I think the article is wrong in its core premise. While the electrons get added or removed from the floating gate, the total number of electrons in the SSD chip stays the same. Gates are capacitors, in order to add electrons to one capacitor plate, you have to remove an equal numbers of electrons from the other plate, i. e. from the transistor channel. The net charge of a SSD chip is always zero. Otherwise it would just go bang. <s>2.43×10^-15</s> [my bad 1] 2.67×10^15 electrons is about 300µC - that's a lot of charge to separate macroscopically.

Therefore the mass (weight is a different thing, through it is proportional to mass at a given constant gravity potential) of the data on a SSD isn't fundamentally different from a HDD - they both are caused by a change of internal energy without any change in the number of fermions. I'd expect data on SSD to have larger mass change because a charged capacitor always store more energy than a discharged one, while energy of magnetic domains is less directional and depends mostly on the state of neighbor domains - but I'm not sure about this part.

[1] Thanks stackghost.

◇ ◇ ◇ ◇ ◇

### Written exercise a:
Extract every line of the entries that contains the string "yellow".
The entries that follow the text have no connection to it.

◇ ◇ ◇ ◇ ◇

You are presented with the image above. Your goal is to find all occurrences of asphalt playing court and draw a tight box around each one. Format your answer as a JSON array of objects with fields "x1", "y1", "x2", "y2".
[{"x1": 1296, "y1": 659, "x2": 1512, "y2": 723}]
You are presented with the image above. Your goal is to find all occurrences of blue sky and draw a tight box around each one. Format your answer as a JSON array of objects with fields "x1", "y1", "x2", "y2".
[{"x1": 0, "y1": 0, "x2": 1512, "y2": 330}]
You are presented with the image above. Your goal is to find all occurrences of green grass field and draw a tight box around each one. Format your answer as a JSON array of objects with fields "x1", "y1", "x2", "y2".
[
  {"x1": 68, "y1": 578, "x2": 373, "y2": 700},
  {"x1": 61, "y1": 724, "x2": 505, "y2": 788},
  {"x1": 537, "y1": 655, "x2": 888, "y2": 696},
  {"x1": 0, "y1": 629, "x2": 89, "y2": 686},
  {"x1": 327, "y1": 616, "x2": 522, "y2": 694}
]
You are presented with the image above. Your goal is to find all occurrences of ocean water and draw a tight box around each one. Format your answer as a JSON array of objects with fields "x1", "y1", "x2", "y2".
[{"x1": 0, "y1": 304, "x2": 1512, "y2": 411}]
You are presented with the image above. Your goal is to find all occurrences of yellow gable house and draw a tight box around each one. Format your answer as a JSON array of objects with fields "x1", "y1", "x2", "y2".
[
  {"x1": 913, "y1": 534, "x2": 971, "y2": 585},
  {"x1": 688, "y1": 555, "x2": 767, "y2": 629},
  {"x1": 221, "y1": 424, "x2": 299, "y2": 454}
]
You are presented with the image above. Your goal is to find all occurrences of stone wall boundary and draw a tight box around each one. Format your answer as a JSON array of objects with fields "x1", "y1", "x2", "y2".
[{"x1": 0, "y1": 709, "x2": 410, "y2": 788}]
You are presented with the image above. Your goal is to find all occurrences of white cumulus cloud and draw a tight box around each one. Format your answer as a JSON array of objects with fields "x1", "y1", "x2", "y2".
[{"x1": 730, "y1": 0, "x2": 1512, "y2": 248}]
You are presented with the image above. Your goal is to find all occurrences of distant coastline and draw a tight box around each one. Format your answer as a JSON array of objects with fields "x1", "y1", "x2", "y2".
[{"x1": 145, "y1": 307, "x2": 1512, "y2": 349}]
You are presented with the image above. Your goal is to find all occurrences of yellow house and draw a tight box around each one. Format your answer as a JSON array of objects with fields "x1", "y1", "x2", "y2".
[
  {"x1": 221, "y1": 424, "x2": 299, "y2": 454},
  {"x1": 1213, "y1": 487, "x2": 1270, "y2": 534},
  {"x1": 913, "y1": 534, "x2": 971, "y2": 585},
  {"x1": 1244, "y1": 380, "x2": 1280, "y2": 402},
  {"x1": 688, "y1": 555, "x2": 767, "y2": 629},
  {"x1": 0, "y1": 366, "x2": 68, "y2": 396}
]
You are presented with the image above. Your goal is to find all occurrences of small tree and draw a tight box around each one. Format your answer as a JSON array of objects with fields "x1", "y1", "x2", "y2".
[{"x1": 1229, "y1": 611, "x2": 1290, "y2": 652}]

◇ ◇ ◇ ◇ ◇

### Written exercise b:
Summarize the comment on SSD charge and data mass in two sentences.

### Answer a:
You are presented with the image above. Your goal is to find all occurrences of yellow gable house and draw a tight box around each one. Format your answer as a JSON array of objects with fields "x1", "y1", "x2", "y2".
You are presented with the image above. Your goal is to find all occurrences of yellow house and draw a tight box around each one. Format your answer as a JSON array of objects with fields "x1", "y1", "x2", "y2".

### Answer b:
The comment argues that storing data on an SSD leaves the chip's electron count unchanged: adding electrons to a floating gate removes an equal number from the transistor channel, so the net charge stays zero. It concludes that on both SSDs and HDDs, data changes mass through internal energy rather than through the number of fermions, and tentatively suggests the SSD change may be larger because a charged capacitor stores more energy than a discharged one.